# [What the task asks]
List every line of the entries below that contains the word "concrete", copying each such line in full. The match is case-sensitive.

Source records
****************************************

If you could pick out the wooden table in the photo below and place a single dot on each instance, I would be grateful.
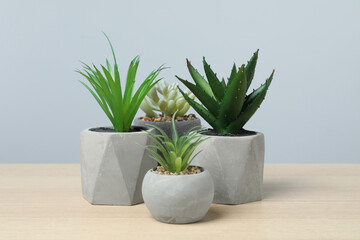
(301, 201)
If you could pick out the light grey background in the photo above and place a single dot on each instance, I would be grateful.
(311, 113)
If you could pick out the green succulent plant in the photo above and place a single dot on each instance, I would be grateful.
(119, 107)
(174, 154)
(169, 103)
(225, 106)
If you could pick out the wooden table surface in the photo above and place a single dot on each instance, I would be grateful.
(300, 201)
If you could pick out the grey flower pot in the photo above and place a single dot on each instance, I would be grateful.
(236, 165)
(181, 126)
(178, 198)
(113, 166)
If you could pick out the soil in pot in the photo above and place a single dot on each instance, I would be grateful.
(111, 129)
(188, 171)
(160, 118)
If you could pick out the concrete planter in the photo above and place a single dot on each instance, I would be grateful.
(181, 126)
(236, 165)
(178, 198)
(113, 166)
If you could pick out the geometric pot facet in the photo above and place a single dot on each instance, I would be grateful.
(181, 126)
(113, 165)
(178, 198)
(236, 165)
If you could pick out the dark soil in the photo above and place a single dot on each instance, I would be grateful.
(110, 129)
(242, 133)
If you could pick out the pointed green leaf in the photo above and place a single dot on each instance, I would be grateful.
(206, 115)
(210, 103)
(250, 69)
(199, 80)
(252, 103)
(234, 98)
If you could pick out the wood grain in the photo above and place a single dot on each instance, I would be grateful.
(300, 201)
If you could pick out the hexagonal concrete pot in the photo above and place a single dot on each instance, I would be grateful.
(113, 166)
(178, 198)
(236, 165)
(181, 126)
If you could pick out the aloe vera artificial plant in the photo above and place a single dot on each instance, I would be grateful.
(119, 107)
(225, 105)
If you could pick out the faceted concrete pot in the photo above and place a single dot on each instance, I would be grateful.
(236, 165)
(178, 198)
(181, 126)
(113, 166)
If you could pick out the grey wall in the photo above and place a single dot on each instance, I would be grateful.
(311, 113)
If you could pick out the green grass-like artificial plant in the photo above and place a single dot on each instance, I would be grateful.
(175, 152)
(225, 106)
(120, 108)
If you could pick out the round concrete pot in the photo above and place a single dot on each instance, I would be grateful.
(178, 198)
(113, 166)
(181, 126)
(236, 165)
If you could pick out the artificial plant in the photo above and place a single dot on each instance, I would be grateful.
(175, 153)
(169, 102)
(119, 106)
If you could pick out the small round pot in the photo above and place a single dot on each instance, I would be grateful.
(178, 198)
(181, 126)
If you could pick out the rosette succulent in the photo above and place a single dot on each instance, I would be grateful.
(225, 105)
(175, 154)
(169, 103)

****************************************

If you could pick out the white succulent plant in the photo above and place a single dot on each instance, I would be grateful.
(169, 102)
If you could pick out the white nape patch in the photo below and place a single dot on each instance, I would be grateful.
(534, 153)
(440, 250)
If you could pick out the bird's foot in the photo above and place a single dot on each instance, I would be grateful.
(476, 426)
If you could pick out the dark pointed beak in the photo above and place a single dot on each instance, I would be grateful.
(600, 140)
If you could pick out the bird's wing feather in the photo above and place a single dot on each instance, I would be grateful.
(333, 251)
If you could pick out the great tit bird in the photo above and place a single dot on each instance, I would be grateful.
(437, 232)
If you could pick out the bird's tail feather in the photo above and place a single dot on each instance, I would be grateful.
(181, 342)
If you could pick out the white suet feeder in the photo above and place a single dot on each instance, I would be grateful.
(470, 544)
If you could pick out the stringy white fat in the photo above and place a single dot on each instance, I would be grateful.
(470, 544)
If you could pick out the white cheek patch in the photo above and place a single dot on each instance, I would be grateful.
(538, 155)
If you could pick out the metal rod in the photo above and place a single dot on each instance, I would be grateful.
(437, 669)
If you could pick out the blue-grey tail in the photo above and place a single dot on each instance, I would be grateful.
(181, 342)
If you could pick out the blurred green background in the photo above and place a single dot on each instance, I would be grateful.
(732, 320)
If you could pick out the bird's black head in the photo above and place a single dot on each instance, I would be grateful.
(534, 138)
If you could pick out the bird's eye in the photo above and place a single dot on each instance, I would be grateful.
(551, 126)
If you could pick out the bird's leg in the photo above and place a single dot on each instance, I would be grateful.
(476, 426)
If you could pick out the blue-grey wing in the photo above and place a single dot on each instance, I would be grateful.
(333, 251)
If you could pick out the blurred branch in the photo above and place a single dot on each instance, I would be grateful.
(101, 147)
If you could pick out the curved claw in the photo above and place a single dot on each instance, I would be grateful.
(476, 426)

****************************************

# [Reply]
If you could pick out the concrete planter in the photo above and place a single dot on each instance, I would be grateful.
If you could pick out the hexagonal concrete pot in the photo above and place a single dot on each instance, I would be grateful.
If you could pick out the faceted concrete pot in the photo above and place a single dot on each instance, I would be grateful.
If you could pick out the round concrete pot in the photo above and place a single dot on each instance, I would be grateful.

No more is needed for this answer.